Task statement:
Can you reproduce the whole listing below word for word, line by line?

Available records:
______

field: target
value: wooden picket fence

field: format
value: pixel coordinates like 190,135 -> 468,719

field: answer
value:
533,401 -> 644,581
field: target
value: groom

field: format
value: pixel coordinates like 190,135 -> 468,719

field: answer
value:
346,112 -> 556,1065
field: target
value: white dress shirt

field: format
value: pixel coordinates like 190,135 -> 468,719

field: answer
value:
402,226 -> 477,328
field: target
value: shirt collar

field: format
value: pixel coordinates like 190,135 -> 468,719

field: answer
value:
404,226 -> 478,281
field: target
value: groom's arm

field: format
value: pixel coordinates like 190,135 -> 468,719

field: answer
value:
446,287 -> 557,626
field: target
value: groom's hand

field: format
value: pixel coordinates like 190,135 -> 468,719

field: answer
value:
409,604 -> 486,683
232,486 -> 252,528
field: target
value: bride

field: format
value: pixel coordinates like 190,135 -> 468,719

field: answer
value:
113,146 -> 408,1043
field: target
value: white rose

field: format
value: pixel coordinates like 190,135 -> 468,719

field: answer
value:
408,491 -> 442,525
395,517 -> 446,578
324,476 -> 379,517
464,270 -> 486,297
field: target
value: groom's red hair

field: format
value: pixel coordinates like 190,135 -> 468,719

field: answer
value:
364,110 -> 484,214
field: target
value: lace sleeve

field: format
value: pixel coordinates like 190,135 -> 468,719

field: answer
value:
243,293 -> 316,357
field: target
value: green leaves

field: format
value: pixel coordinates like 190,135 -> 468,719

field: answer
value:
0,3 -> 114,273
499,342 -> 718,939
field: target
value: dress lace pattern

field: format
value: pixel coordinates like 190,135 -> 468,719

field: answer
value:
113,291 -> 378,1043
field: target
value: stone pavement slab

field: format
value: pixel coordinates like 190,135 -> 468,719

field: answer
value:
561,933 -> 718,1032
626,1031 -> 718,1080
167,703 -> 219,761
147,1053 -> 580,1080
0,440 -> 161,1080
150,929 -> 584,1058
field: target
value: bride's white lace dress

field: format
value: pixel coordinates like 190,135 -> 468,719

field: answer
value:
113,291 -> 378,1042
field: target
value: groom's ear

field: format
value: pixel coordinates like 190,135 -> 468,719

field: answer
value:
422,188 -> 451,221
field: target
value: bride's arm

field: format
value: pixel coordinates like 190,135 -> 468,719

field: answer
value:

______

Answer to the exercise:
field: target
value: wooden picket fence

field: format
value: pixel coordinates like 190,135 -> 468,719

field: answer
value:
533,401 -> 644,581
field: target
value: groom

field: format
value: pixel coordinates like 190,135 -> 468,719

field: answer
value:
346,112 -> 556,1065
field: target
value: white dress shirt

field: format
value: pixel coordinates like 190,135 -> 468,719

field: answer
value:
402,226 -> 477,328
field: target
value: shirt collar

field: format
value: pixel coordinates like 190,135 -> 468,719

field: answer
value:
404,226 -> 478,281
field: target
value: groom's arm

field: format
value: pixel coordinates like 190,135 -> 468,719

field: answer
value:
446,287 -> 557,626
field: target
value: groom's hand

field: format
value: pixel coordinates like 190,135 -> 468,719

field: answer
value:
409,604 -> 486,683
232,486 -> 252,528
field: target
value: bride

field: format
value: pixel coordinates like 190,135 -> 468,719

field: answer
value:
113,146 -> 408,1043
field: target
value: white rose

field: format
value: pixel coordinates like 190,135 -> 468,719

field: answer
value:
408,491 -> 442,525
395,517 -> 446,578
324,476 -> 379,517
464,270 -> 486,297
field: target
value: groom's red hair

field: format
value: pixel coordinates like 190,135 -> 468,719

field: answer
value:
364,110 -> 484,214
field: target
value: lace sleeve

field: format
value: pixel coordinates like 190,135 -> 468,719

field: answer
value:
243,293 -> 316,357
field: target
value: green leaves

field: format
value: pixel coordinates like 190,135 -> 468,719

field: answer
value:
0,3 -> 114,273
499,342 -> 718,939
field: target
value: dress lace pattern

field: format
value: pixel coordinates like 190,135 -> 468,719

field: answer
value:
113,291 -> 378,1043
field: target
value: stone pavement slab

field: format
value: pixel coordinates like 190,135 -> 468,719

field: answer
value:
561,933 -> 718,1032
626,1031 -> 718,1080
167,703 -> 219,761
147,1053 -> 580,1080
0,440 -> 161,1080
150,929 -> 584,1058
field: target
value: bride's white lace dress

field: format
value: pixel coordinates like 190,135 -> 468,719

field: answer
value:
113,291 -> 378,1042
field: target
value: groom's ear

field: format
value: pixel coordinates like 190,135 -> 468,719

field: answer
value:
422,188 -> 451,221
field: target
value: bride's arm

field: format
value: pixel coordinates like 190,135 -> 468,719

field: answer
value:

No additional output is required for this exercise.